本文抜粋:
痛みに対する感受性が人一倍強く、痛みの原因は腰ではなく心にあることも…ごく軽いものでも、本人には強い痛みを感じることがあります。
心因性腰痛は検査しても異常が見つかりません

心因性の腰痛は鎮痛剤の効果もない、手術しても良くなりません。 頑固な腰痛を訴える人の中に、色々検査をしても、どこにもこれといった異常が無く、効くはずの消炎鎮痛剤も「さっぱり効果がない」という人がいます。
なかには「何回も手術を受けたのにちっとも良くなっていない、ますます悪くなっている」という人もいます。ドクターショッピングと言って、あちこちの病院を巡り歩き、同じような検査と治療を繰り返しても良くならず、病院不信に陥ってる人を見かけます。
このような慢性腰痛は、痛みの原因が腰にあるのではなく、心にあるのです。 すなわち、心因性腰痛と考えられます。「心因性」と聞くと「気のせい」と受け取られがちですが、それは間違いです。実際には痛くないのに、「痛い、痛い」と言ってるのではなく、本当に痛いのです。

設問 A:
心因性腰痛に関する本文について、次の問いに答えてください。
(i) 心因性腰痛は、検査をするとどのような結果になると述べられていますか。
(ii) 何回も手術を受けた人は、どのように言っていると述べられていますか。
(iii) 「心因性」と聞くと、どのように受け取られがちだと述べられていますか。
設問 B: 心因性腰痛に関する本文のうち、「心因性の腰痛は鎮痛剤の効果も」から「信に陥ってる人を見かけます。」までを、一字も変えずに書き写してください。
次に示す記録は、本文とは別個の資料です。

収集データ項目
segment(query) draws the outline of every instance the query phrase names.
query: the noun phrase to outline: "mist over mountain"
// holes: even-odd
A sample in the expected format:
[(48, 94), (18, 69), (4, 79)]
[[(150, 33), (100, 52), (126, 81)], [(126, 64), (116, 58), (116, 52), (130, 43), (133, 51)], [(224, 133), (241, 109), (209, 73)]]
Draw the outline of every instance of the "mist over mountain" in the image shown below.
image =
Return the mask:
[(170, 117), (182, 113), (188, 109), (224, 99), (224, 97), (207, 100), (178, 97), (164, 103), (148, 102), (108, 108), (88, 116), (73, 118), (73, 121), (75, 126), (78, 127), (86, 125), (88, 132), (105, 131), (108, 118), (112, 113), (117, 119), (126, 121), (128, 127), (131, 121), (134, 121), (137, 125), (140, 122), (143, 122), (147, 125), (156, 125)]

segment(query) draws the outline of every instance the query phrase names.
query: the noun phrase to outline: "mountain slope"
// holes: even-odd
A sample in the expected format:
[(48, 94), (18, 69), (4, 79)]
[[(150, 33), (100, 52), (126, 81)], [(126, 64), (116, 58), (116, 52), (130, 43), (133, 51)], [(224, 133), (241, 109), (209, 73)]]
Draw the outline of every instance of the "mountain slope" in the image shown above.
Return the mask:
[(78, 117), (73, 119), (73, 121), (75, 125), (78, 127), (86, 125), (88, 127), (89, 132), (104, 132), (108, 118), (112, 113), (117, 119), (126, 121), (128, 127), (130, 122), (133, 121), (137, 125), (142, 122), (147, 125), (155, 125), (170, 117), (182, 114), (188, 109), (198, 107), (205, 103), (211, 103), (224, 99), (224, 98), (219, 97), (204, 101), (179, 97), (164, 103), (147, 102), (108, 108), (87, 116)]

解答 A:
(i) 検査しても異常が見つかりません。
(ii) 「何回も手術を受けたのにちっとも良くなっていない、ますます悪くなっている」と言っています。
(iii) 「気のせい」と受け取られがちです。

解答 B:
心因性の腰痛は鎮痛剤の効果もない、手術しても良くなりません。 頑固な腰痛を訴える人の中に、色々検査をしても、どこにもこれといった異常が無く、効くはずの消炎鎮痛剤も「さっぱり効果がない」という人がいます。
なかには「何回も手術を受けたのにちっとも良くなっていない、ますます悪くなっている」という人もいます。ドクターショッピングと言って、あちこちの病院を巡り歩き、同じような検査と治療を繰り返しても良くならず、病院不信に陥ってる人を見かけます。